PROVIDED TEXT:
··········

The EMB (Eosin Methylene Blue) agar is a selective and differential agar medium. It contains sucrose and lactose as fermentable substrates together with Eosin Y and methylene blue dyes which in combination gives the agar its characteristic color when prepared and serves as a pH indicator as well as an inhibitor of growth of Gram-positive bacteria. Hence, it is primarily used to isolate Gram-negative fecal coliforms while some positive fecal coliforms such as Staphylococci are also able to grow.
These coliforms are of two types:
- Lactose or sucrose fermenting coliforms form metallic sheens on the agar as a result of acid production and the response of the indicator to the increased acidity.
- Non-lactose/sucrose fermenters are only able to produce acid by protein deamination. Hence they either form colorless or pinkish colonies on the agar
On the other hand, Mannitol salt agar is a selective and differential agar medium that is primarily used to isolate Staphylococcal bacteria. The presence of sodium chloride in the medium makes it a partial or complete inhibitor of other bacteria.

··········

GIVEN RECORDS:
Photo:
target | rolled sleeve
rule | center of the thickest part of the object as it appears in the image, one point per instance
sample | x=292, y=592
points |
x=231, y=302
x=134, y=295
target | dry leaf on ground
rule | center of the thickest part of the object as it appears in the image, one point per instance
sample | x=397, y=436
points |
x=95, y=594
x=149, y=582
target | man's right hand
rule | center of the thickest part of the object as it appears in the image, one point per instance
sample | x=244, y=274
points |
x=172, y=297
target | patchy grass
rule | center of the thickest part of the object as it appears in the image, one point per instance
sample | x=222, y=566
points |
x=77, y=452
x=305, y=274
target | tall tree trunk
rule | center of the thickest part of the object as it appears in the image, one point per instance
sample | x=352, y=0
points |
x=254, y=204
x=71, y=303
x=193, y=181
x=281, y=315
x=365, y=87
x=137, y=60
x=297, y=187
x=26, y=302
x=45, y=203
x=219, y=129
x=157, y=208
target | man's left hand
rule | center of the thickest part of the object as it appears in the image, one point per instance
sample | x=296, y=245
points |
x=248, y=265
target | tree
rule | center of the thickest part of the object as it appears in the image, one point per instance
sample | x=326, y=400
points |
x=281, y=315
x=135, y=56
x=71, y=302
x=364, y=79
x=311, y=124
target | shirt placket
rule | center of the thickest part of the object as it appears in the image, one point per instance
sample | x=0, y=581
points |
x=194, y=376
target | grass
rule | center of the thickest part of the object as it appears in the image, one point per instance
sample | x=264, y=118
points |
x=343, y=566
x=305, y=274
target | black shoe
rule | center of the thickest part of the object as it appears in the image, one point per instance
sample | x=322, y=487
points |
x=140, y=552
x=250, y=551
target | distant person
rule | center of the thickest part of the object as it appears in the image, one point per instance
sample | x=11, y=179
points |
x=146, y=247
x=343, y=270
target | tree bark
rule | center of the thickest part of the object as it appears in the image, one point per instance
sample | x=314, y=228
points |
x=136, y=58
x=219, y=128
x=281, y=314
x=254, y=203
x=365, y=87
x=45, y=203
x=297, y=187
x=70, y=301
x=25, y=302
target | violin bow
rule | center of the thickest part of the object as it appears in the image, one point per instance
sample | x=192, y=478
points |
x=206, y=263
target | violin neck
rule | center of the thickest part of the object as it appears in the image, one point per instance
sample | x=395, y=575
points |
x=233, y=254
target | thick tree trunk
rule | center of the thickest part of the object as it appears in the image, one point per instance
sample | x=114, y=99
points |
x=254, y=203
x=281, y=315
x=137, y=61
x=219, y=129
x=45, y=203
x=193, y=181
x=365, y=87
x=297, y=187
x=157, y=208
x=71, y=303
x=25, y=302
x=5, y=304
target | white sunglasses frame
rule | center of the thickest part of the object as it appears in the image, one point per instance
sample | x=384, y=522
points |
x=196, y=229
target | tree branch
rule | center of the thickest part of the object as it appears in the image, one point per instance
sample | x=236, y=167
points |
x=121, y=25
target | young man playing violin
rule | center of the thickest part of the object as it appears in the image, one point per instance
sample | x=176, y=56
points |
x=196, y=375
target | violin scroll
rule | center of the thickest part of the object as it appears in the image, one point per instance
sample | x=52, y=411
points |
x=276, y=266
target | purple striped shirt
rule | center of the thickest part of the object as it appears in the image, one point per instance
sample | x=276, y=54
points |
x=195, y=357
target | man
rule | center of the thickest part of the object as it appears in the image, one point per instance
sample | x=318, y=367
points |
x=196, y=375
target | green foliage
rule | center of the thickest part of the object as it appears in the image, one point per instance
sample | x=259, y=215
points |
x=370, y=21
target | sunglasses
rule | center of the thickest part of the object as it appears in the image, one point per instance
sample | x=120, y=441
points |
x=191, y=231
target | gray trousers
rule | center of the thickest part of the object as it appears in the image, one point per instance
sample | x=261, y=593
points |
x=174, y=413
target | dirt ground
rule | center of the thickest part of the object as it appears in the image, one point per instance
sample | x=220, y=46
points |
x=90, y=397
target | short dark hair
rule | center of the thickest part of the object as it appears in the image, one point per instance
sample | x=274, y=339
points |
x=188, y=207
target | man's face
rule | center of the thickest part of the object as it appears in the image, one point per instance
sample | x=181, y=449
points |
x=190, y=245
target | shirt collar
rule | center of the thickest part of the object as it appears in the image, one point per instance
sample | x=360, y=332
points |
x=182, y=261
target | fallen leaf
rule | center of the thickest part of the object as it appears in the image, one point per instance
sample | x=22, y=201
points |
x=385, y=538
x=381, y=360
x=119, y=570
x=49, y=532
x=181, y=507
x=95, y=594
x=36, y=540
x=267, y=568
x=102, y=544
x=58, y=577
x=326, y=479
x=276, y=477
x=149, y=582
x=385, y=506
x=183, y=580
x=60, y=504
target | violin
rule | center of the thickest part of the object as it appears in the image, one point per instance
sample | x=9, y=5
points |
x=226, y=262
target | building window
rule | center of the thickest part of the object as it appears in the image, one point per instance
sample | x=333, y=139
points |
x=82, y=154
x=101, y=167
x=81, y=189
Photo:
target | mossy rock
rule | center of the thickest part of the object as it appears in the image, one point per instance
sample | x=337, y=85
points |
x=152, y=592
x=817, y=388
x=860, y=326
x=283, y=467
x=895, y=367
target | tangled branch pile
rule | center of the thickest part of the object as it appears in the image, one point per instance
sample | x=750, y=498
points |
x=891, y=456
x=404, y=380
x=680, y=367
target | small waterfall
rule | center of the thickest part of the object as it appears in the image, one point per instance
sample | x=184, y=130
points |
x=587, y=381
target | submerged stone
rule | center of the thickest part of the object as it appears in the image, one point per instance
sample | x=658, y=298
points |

··········

ACTIVITY: According to the agar text, what in mannitol salt agar makes it a partial or complete inhibitor of other bacteria? The entries have no connection to the agar text.

RESULT OF THIS TASK: The presence of sodium chloride in the medium.